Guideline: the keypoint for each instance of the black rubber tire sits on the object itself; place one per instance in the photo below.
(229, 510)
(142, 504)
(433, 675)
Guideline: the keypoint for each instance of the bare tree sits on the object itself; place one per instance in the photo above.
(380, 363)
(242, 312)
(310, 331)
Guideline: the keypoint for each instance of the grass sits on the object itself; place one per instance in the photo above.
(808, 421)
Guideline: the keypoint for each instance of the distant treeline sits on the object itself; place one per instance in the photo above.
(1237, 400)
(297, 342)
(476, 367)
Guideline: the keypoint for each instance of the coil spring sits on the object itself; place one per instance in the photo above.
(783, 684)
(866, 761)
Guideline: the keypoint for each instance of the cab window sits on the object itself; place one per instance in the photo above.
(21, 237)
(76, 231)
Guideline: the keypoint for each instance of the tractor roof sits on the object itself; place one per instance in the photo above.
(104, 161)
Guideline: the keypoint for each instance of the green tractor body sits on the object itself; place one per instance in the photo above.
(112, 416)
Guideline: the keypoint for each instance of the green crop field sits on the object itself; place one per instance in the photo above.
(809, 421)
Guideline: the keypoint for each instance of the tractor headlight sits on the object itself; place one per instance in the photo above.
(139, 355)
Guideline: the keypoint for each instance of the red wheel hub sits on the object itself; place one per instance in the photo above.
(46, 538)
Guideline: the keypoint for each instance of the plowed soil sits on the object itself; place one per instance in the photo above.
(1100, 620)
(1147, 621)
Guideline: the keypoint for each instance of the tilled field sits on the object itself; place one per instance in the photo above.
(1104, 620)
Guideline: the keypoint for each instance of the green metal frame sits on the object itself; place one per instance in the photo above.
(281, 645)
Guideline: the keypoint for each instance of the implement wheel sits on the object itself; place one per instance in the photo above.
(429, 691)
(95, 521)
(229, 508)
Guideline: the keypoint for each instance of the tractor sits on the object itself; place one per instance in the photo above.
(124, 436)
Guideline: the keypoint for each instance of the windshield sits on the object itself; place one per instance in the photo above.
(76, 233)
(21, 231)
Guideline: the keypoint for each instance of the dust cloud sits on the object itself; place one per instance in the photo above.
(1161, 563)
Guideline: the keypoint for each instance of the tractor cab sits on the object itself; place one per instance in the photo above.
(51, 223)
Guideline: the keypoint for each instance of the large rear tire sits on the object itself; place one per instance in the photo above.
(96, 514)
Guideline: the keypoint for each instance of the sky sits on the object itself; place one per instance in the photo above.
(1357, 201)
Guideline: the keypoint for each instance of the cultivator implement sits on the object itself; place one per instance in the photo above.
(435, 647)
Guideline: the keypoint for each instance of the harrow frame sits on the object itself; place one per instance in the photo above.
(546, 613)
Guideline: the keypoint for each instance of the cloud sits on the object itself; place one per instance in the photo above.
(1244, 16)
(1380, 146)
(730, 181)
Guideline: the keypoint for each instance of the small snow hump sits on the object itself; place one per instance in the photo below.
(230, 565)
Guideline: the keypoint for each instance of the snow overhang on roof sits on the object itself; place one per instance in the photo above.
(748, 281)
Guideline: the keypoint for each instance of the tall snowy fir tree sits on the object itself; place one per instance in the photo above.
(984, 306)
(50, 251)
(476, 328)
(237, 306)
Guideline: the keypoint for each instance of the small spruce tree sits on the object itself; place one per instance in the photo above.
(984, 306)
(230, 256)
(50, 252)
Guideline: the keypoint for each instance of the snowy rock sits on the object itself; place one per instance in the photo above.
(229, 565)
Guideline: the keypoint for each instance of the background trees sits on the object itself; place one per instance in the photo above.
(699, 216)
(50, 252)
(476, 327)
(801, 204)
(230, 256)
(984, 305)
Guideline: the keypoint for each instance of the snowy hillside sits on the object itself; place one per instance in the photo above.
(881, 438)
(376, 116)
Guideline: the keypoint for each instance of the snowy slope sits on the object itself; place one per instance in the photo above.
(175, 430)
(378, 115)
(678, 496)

Exercise prompt –
Starting at the beginning of the data and ending with the line that contains "(1147, 621)", reproduce those lines with "keypoint" swapped for "marker" and nothing else changed.

Answer for this exercise –
Guideline: the marker for each instance of the black rubber tire sits on the object itself; place one per instance in the photo below.
(229, 510)
(142, 504)
(433, 675)
Guideline: the marker for each instance of the bare tree sits on the object itself; place one per instance in the photo above.
(380, 363)
(242, 312)
(310, 331)
Guideline: the marker for each instance of the grass sits on the object itself; place one per instance in the photo above.
(808, 421)
Guideline: the marker for each instance of the distant treeline sits on the object itself; place one per instance in the photo above.
(1237, 400)
(297, 342)
(476, 367)
Guideline: the marker for each instance of the coil spring sits on the object itself; place one per instance in the photo above.
(783, 684)
(866, 761)
Guideline: the marker for each instance of the cab window sits on the object itself; place one per instance in the photo above.
(21, 237)
(76, 231)
Guideline: the marker for each instance of the tractor roof sits on the object itself; place one per instance in the photo above.
(104, 161)
Guideline: the marker for each instance of the green tractor body sits on the object itself; place one per instance in the photo above.
(112, 416)
Guideline: the marker for each instance of the green crop field sits on the object itself; place one per instance in the photo above.
(809, 421)
Guideline: the marker for each instance of the tractor headlight sits on the object itself; place one per instance in the photo above.
(139, 355)
Guideline: the marker for each instance of the red wheel hub sits on the object itself; place one per instance in the photo above.
(46, 538)
Guideline: the marker for each instance of the plowed soil sits on the object itself; place one per instance in the photo above.
(1100, 620)
(1147, 621)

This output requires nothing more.